**Stored data entries**.
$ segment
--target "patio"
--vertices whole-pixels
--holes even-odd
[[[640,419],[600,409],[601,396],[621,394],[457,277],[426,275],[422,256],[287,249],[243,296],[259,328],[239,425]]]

**WHAT IS REQUIRED**. Every entry above, from first to last, should be repeated exactly.

**ANSWER FOR THIS EXERCISE**.
$ segment
--target "patio"
--vertices whole-pixels
--holes even-odd
[[[640,419],[600,409],[601,396],[621,394],[457,277],[426,275],[422,256],[287,249],[243,296],[259,328],[239,425]]]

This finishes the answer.